Retype the lines of the listing below exactly, starting with the line that contains "Find the beach" and going on through the final line of the listing.

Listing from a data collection
════

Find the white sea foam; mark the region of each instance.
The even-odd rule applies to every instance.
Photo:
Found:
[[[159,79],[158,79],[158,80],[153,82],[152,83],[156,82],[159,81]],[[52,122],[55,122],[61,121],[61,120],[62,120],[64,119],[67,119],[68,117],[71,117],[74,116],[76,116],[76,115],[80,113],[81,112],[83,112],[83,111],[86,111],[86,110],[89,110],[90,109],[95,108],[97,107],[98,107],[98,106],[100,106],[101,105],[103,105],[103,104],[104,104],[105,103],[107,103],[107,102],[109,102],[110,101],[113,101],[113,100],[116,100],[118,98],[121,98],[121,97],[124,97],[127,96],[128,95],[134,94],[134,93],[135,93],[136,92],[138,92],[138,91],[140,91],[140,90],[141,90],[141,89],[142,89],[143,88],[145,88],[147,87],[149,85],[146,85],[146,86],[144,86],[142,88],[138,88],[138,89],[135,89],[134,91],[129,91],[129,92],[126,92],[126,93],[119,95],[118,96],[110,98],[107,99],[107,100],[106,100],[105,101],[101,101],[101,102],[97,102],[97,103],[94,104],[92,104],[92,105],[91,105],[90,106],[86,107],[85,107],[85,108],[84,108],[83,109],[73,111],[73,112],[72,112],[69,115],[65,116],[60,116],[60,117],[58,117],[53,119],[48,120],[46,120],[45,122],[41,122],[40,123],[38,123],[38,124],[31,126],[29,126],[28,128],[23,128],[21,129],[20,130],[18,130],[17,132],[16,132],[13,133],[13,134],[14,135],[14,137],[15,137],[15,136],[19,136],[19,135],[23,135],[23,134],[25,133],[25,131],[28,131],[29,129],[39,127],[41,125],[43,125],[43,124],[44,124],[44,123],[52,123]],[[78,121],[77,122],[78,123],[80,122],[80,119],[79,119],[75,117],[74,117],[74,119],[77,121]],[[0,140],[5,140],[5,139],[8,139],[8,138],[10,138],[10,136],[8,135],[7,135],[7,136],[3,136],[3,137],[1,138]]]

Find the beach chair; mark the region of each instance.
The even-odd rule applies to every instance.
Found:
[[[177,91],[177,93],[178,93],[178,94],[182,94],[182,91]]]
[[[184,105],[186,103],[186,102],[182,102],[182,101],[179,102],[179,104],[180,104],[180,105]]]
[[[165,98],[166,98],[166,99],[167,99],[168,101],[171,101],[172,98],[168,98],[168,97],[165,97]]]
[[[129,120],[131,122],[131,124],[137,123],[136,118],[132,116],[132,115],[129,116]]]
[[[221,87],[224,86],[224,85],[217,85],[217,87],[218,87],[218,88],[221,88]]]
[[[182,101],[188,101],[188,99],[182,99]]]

════

§ Exercise output
Find the beach chair; mark the region of each instance.
The even-odd rule applies to every instance.
Found:
[[[177,91],[177,93],[178,93],[178,94],[182,94],[182,91]]]
[[[184,105],[186,103],[186,102],[182,102],[182,101],[179,102],[179,104],[180,104],[180,105]]]
[[[165,98],[166,98],[166,99],[167,99],[168,101],[171,101],[172,98],[168,98],[168,97],[165,97]]]
[[[129,120],[131,122],[131,124],[137,123],[136,118],[132,116],[132,115],[129,116]]]
[[[221,87],[224,86],[224,85],[217,85],[217,87],[218,87],[218,88],[221,88]]]
[[[182,101],[188,101],[188,99],[182,99]]]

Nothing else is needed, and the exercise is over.